Selection:
┌────────

Google Book Search… Indexing History
Apr 9th, 2009 | Category: Articles, Featured ArticlesWritten by: Matt Schroettnig
Researched by: Darci G. Van Duzer
Edited by: Eric Wasik
Managing Editor: Amy E. Seely
Is that seven million books in your pocket… or are you just happy to see me? Imagine a world in which the Library of Alexandria survived, intact, to the present day.
Charged with collecting all of the world’s knowledge, the library was legendary, and its loss to the world catastrophic. Though the ultimate date of its destruction remains in constant debate, there’s a good reason for it–as Neal Stephenson put it: “It’s inherently difficult to get reliable information about an event that consisted of the destruction of all recorded information.”
The loss of the entirety of recorded human knowledge is mind-boggling to say the least. How can we possibly prevent such a tragedy in the present day? When faced with such a potentially life-altering question, I do what any sensible adult would: I Google it. Enter the Google Books Library Project (GLP), a massive undertaking wherein Google is attempting to digitize and index nearly every printed work known to man.
Library of Alexandria 2.0?

└────────

Goals:
**1)** Update the Google Book Search article from "Charged with collecting" up to and including "of Alexandria 2.0?" by replacing "catastrophic" with "devastating".
**2)** Name every person the Google Book Search article credits as writer, researcher, editor, or managing editor.
The items come from a different source than the Google Book Search article.

Data supplied:

┌────────

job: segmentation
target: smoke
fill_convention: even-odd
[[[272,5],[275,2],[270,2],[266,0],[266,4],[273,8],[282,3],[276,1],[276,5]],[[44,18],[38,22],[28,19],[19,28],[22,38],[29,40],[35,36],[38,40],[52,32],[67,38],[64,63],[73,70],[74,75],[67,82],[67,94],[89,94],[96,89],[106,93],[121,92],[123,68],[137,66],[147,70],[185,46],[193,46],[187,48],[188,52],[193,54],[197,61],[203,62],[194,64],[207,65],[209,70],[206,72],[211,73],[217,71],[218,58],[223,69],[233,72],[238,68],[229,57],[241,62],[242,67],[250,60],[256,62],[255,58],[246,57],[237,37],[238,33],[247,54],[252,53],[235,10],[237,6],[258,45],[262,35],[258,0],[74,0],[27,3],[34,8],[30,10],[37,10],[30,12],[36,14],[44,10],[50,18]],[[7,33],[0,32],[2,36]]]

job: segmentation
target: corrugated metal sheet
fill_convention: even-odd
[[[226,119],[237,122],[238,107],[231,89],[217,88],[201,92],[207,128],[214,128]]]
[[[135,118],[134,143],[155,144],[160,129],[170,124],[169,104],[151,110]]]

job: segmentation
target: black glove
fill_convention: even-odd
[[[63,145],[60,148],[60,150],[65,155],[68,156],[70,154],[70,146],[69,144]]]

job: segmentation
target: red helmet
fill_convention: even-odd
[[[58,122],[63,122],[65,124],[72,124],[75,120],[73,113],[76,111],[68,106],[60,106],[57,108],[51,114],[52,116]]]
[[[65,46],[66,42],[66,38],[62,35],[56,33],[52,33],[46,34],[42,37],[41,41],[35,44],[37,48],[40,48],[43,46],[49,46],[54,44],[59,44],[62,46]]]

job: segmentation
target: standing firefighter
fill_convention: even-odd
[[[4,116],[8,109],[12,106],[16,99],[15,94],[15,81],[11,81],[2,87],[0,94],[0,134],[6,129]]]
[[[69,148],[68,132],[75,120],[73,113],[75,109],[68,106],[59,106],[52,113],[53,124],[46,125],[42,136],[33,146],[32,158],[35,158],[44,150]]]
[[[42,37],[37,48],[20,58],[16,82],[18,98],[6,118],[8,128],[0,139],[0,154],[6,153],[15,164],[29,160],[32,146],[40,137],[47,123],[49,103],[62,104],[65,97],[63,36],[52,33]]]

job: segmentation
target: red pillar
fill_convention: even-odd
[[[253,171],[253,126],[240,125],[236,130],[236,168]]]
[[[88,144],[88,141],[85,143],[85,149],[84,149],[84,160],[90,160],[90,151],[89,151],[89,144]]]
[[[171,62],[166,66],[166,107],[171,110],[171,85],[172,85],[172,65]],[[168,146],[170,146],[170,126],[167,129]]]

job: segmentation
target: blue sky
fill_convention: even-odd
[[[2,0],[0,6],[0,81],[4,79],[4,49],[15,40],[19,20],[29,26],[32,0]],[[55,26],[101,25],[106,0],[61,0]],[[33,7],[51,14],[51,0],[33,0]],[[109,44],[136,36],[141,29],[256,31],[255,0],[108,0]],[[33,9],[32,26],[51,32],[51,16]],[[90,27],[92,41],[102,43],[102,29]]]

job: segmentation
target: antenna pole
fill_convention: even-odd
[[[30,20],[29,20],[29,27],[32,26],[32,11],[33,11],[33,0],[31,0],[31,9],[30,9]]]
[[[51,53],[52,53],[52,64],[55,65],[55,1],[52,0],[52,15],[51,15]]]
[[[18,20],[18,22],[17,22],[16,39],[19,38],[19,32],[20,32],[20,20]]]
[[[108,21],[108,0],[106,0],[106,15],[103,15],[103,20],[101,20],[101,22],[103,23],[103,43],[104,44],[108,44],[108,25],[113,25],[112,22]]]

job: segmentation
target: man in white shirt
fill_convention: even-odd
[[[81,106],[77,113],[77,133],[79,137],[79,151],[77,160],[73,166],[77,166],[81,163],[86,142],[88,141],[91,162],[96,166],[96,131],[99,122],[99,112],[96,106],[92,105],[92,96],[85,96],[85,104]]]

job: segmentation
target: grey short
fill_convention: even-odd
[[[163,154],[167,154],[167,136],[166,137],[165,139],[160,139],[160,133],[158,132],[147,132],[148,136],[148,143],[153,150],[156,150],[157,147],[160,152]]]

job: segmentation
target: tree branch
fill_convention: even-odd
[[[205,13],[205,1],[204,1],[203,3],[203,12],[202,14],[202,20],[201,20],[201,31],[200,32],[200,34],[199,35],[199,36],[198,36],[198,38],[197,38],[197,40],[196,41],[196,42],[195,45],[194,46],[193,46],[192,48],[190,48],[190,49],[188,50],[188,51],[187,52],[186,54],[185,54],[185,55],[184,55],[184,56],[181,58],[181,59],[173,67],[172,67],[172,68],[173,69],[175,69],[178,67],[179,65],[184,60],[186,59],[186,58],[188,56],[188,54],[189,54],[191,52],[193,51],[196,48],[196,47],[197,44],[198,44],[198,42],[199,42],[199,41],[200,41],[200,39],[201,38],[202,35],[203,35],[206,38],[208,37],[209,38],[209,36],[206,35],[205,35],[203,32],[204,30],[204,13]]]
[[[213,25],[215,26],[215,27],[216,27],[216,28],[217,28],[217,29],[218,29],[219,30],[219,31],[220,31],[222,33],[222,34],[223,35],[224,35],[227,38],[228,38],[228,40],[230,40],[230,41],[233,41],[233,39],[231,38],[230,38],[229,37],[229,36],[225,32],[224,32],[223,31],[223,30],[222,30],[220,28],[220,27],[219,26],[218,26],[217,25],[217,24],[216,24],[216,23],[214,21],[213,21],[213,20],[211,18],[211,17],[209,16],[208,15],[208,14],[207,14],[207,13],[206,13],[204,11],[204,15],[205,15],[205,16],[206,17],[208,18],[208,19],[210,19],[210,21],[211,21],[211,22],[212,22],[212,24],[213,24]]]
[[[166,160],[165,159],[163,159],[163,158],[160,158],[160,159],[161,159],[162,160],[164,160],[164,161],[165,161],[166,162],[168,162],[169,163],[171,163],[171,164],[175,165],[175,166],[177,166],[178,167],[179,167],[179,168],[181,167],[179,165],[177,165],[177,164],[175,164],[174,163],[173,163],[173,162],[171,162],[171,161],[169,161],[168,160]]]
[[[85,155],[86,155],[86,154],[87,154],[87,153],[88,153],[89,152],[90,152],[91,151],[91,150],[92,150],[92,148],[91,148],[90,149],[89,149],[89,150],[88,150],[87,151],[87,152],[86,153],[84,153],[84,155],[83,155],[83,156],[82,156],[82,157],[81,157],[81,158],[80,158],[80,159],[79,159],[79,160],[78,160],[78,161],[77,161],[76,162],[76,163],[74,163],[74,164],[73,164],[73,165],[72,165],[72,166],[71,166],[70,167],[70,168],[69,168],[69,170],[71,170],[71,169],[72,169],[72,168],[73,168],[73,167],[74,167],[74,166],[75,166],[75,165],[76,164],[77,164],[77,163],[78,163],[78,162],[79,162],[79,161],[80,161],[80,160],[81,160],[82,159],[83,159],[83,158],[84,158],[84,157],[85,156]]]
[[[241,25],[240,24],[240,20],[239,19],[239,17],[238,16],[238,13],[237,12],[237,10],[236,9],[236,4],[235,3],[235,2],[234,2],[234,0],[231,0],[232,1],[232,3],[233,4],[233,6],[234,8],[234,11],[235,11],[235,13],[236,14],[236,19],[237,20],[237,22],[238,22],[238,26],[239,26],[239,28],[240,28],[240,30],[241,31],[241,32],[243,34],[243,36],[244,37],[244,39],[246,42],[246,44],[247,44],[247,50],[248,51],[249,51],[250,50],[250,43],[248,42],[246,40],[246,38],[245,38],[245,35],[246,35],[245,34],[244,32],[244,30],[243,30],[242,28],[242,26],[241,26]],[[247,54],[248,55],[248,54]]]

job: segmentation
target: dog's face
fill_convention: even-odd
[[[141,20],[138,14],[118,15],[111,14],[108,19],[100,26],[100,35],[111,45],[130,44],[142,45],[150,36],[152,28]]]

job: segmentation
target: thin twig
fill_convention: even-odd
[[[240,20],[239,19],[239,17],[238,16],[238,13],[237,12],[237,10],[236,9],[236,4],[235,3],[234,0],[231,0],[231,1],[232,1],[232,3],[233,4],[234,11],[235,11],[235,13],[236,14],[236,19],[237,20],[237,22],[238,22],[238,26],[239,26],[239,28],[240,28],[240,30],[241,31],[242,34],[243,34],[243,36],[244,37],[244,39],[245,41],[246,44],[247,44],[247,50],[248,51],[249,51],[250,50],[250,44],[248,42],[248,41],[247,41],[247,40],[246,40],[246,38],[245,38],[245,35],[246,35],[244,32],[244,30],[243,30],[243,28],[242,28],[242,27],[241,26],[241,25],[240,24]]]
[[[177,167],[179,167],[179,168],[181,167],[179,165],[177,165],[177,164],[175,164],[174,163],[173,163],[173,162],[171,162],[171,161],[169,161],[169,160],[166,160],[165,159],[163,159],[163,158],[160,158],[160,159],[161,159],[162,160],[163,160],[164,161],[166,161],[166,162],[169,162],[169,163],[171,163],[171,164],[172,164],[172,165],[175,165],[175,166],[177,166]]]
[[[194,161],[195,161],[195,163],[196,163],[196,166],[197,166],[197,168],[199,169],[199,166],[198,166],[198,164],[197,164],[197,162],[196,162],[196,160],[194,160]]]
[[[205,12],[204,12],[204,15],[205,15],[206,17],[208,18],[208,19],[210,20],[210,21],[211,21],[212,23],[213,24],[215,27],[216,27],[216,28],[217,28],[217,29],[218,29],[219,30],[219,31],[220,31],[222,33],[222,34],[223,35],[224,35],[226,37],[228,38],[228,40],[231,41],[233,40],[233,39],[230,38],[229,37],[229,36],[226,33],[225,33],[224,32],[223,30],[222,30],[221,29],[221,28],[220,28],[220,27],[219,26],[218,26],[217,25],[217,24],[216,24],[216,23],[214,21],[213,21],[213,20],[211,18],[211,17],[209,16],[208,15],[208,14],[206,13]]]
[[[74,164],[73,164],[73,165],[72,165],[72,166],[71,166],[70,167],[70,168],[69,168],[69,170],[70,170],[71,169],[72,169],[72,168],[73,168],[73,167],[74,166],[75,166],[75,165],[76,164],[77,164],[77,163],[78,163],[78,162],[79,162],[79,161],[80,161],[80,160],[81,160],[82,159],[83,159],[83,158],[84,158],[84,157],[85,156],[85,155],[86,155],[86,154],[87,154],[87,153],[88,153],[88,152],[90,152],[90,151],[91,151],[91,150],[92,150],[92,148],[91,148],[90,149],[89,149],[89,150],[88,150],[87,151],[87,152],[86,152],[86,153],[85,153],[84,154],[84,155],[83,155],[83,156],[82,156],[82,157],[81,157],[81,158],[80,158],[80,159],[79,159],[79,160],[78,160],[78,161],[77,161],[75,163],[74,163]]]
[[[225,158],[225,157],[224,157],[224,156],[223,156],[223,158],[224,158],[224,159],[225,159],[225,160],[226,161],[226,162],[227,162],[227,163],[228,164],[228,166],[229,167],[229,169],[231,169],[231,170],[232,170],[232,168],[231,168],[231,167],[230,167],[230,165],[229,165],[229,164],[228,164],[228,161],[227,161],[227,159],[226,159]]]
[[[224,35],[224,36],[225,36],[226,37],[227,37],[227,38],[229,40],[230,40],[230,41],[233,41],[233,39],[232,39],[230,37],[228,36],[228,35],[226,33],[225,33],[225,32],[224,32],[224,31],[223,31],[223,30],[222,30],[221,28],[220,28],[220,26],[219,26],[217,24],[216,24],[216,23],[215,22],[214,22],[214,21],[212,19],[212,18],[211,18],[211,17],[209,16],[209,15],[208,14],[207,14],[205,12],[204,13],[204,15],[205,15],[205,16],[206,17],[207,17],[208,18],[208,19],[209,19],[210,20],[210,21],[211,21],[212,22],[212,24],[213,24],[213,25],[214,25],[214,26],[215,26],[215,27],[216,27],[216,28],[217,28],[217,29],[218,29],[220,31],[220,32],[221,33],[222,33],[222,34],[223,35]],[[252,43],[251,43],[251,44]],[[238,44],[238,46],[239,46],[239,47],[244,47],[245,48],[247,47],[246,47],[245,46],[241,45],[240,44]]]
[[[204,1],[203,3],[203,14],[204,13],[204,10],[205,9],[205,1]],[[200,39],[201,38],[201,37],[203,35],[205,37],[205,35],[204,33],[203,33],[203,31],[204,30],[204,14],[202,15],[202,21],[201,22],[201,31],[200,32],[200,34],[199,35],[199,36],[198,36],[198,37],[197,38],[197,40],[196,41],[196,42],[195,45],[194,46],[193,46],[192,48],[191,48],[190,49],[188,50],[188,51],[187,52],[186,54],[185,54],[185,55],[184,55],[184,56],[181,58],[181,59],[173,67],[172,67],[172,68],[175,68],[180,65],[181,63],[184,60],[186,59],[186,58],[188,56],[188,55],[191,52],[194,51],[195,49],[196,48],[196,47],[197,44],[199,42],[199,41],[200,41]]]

└────────

Responses to the exercise:
**1)**
Charged with collecting all of the world’s knowledge, the library was legendary, and its loss to the world devastating. Though the ultimate date of its destruction remains in constant debate, there’s a good reason for it–as Neal Stephenson put it: “It’s inherently difficult to get reliable information about an event that consisted of the destruction of all recorded information.”
The loss of the entirety of recorded human knowledge is mind-boggling to say the least. How can we possibly prevent such a tragedy in the present day? When faced with such a potentially life-altering question, I do what any sensible adult would: I Google it. Enter the Google Books Library Project (GLP), a massive undertaking wherein Google is attempting to digitize and index nearly every printed work known to man.
Library of Alexandria 2.0?

**2)** Matt Schroettnig, Darci G. Van Duzer, Eric Wasik, Amy E. Seely